» THE REQUEST
Rewrite everything from the line containing "Double-checking: the silver" down to the end of the entries, including both lines. Keep the requests in, and scale every bounding box coordinate in the answers by 0.3, rounding to whole numbers with halves going up, while leaving the numbers in the requests and their format samples unchanged.

» PROVIDED ENTRIES
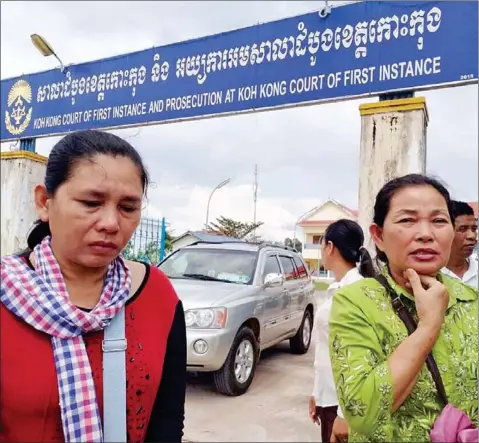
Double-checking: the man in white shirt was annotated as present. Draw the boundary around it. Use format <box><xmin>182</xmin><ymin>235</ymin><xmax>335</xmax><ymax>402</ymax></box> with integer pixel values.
<box><xmin>442</xmin><ymin>201</ymin><xmax>478</xmax><ymax>289</ymax></box>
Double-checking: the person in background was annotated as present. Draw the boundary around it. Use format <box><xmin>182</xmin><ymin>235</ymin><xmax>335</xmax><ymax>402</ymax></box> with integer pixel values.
<box><xmin>442</xmin><ymin>201</ymin><xmax>478</xmax><ymax>288</ymax></box>
<box><xmin>0</xmin><ymin>131</ymin><xmax>186</xmax><ymax>442</ymax></box>
<box><xmin>329</xmin><ymin>174</ymin><xmax>478</xmax><ymax>442</ymax></box>
<box><xmin>309</xmin><ymin>219</ymin><xmax>375</xmax><ymax>443</ymax></box>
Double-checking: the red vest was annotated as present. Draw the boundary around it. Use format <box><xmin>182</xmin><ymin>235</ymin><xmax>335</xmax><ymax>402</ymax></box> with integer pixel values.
<box><xmin>0</xmin><ymin>267</ymin><xmax>178</xmax><ymax>442</ymax></box>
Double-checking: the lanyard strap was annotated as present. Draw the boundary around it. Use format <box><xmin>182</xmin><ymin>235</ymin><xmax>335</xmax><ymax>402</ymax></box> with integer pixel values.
<box><xmin>102</xmin><ymin>307</ymin><xmax>127</xmax><ymax>443</ymax></box>
<box><xmin>376</xmin><ymin>275</ymin><xmax>448</xmax><ymax>405</ymax></box>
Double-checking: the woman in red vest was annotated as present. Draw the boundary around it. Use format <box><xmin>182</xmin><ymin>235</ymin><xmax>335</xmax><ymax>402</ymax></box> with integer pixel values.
<box><xmin>0</xmin><ymin>131</ymin><xmax>186</xmax><ymax>442</ymax></box>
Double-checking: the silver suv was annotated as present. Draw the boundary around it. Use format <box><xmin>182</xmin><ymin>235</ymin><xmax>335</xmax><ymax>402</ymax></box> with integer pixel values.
<box><xmin>159</xmin><ymin>242</ymin><xmax>315</xmax><ymax>396</ymax></box>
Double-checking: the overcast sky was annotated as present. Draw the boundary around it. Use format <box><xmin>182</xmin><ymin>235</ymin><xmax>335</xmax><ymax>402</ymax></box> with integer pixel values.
<box><xmin>1</xmin><ymin>1</ymin><xmax>478</xmax><ymax>240</ymax></box>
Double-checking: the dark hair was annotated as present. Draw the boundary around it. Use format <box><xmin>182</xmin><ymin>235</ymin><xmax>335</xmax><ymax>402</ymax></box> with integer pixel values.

» WRITTEN RESPONSE
Double-checking: the silver suv was annotated as present. Draw the boundary around it. Use format <box><xmin>182</xmin><ymin>235</ymin><xmax>335</xmax><ymax>402</ymax></box> with integer pixel values.
<box><xmin>48</xmin><ymin>73</ymin><xmax>95</xmax><ymax>119</ymax></box>
Double-checking: the overcast sky was annotated as present. Draw the boundary around it. Use format <box><xmin>182</xmin><ymin>235</ymin><xmax>335</xmax><ymax>402</ymax></box> with integer pixel values.
<box><xmin>0</xmin><ymin>0</ymin><xmax>143</xmax><ymax>72</ymax></box>
Double-checking: the dark hair was annotated as present. Draw the boundary around it. Use format <box><xmin>182</xmin><ymin>235</ymin><xmax>335</xmax><ymax>402</ymax></box> with integer pixel values.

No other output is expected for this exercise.